# Problem 1
List the three things that, according to the passage on the 1920s economy, the new research shows were already significantly depressed before Black Thursday.
# Problem 2
Please extract the passage on the 1920s economy from "The Fever Dream: When" to "from the inside." word for word.

# Selected excerpt
::::

The Fever Dream: When Everyone Was a Genius
Here's the myth: America was prosperous in the 1920s, and then the stock market crashed and ruined everything. Here's the reality: the Roaring Twenties were already rotting from the inside.
New research from the Hoover Institution and UCLA Economics uses a three-sector general equilibrium model to show that labor, investment, and output were already significantly depressed relative to theoretical predictions well before Black Thursday. The "Roaring Twenties" narrative, it turns out, masks a structural break in the economy that made collapse not just possible but probable.
The speculative mania layered on top of this weakness was breathtaking. By 1929, margin buying had become a national sport. You could purchase $10,000 worth of stock with just $1,000 down. The Dow Jones Industrial Average had roughly doubled between 1927 and its September 1929 peak of 381. Shoe-shine boys gave stock tips. Joseph Kennedy famously said he knew it was time to get out when his shoe-shine boy started offering stock advice.

::::

Point-per-instance localization records

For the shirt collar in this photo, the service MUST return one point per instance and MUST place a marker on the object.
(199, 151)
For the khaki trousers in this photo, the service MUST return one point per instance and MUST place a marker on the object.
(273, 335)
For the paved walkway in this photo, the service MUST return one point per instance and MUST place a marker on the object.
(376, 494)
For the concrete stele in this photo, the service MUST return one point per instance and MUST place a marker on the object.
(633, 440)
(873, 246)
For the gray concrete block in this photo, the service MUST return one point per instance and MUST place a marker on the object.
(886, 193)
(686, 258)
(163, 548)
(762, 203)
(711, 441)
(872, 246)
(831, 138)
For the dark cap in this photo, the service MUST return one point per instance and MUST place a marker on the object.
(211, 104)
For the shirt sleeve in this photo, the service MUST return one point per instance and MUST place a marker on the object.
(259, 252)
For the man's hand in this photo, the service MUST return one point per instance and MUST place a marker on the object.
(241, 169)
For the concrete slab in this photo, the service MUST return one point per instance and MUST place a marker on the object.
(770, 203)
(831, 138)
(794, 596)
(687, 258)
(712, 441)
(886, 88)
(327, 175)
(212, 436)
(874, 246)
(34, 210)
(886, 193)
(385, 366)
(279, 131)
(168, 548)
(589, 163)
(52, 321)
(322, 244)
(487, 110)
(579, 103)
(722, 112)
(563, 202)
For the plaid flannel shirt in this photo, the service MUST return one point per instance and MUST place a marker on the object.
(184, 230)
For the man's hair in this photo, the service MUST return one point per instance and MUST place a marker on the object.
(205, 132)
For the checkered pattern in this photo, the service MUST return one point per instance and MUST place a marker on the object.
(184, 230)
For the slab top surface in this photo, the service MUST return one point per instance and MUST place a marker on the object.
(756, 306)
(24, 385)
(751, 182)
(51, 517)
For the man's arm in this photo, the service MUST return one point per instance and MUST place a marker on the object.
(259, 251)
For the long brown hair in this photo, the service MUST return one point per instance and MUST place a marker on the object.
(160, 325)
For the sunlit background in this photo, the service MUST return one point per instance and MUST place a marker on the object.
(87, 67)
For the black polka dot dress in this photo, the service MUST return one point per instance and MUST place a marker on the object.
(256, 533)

::::

# Expected answer 1
labor, investment, output

# Expected answer 2
The Fever Dream: When Everyone Was a Genius
Here's the myth: America was prosperous in the 1920s, and then the stock market crashed and ruined everything. Here's the reality: the Roaring Twenties were already rotting from the inside.